Return every line of the listing below that contains the word "patch".

• [RECORDED DATA]:

════════════════════

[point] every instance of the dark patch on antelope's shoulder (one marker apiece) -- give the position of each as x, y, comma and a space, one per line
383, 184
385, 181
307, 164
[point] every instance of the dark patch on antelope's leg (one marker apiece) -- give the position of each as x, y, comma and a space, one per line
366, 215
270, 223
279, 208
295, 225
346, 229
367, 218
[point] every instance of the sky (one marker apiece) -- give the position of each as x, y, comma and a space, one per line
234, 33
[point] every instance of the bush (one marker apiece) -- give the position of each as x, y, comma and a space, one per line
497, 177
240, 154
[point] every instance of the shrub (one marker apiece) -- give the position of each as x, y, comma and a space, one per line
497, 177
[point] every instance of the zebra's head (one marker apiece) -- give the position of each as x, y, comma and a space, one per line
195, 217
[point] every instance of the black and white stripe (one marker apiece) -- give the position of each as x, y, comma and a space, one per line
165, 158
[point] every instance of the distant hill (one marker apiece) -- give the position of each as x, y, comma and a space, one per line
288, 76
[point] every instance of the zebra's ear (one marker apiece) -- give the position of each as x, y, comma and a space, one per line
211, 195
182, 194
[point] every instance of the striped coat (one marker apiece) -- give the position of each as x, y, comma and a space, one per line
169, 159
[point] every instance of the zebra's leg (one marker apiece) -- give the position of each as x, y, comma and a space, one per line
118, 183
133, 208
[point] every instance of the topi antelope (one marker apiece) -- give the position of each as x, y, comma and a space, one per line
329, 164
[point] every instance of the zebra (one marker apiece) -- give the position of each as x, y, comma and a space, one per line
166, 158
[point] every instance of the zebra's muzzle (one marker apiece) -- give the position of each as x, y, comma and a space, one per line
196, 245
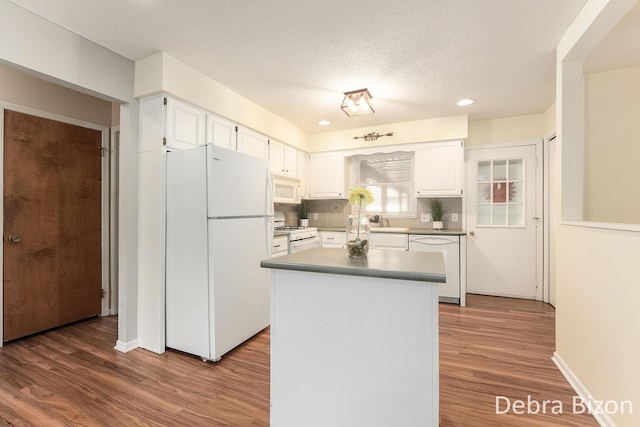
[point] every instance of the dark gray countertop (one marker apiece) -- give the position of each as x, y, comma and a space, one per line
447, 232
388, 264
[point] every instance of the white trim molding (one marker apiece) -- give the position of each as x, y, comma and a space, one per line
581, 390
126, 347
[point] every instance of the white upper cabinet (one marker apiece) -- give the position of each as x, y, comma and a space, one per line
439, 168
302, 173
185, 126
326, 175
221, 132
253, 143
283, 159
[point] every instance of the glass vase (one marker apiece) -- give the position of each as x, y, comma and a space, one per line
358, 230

════════════════════

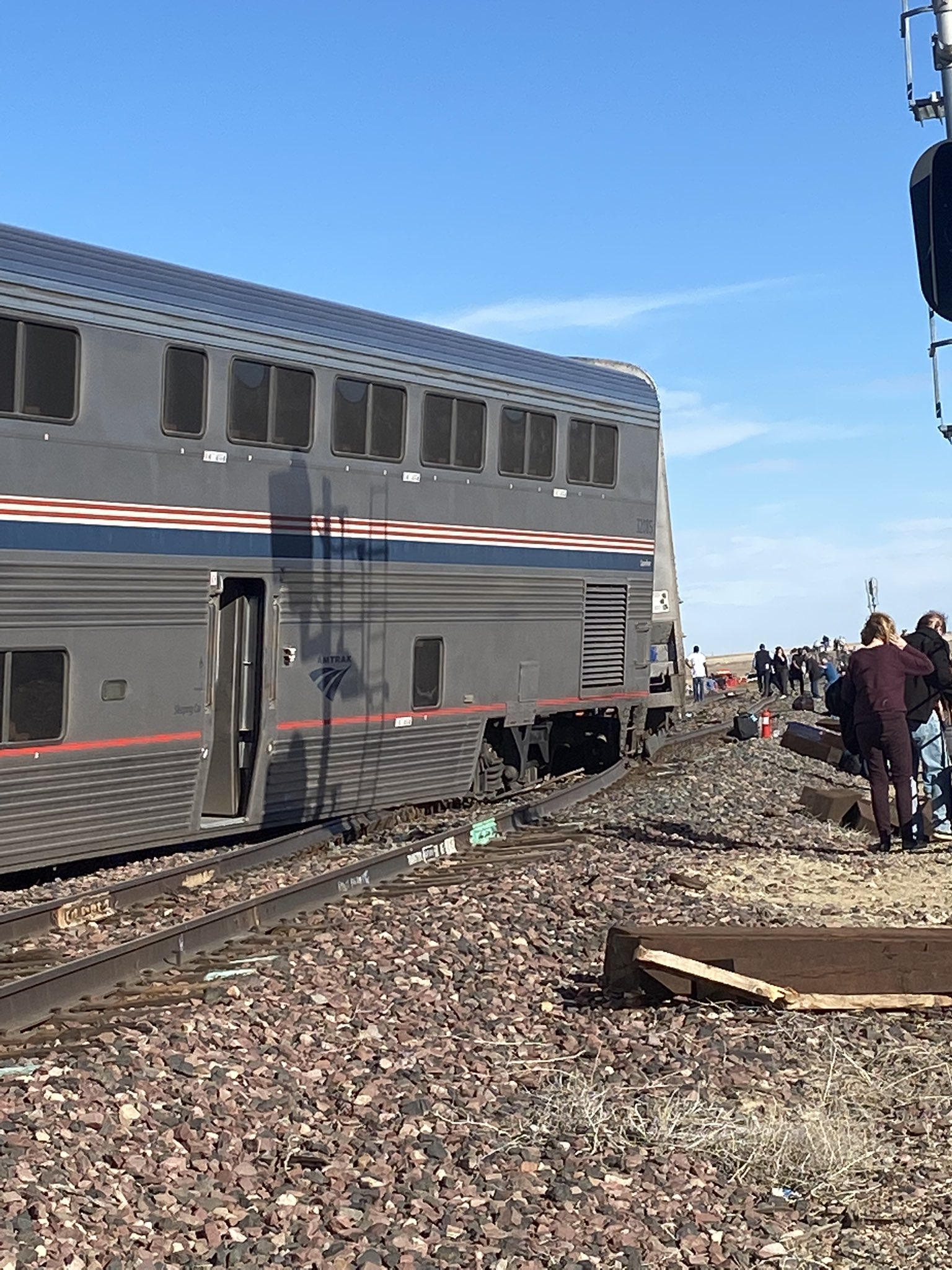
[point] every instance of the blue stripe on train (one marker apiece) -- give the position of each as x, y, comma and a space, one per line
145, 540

════════════════════

• [FINISHED EXERCISE]:
[point] every instance of the dark patch on antelope's shoulder (one marker apiece) -- give the position of each as x, y, comma and a space, one per line
[point] every instance of the dark patch on antelope's leg (one marker apiece) -- give the position of each as x, y, comma and a space, one per line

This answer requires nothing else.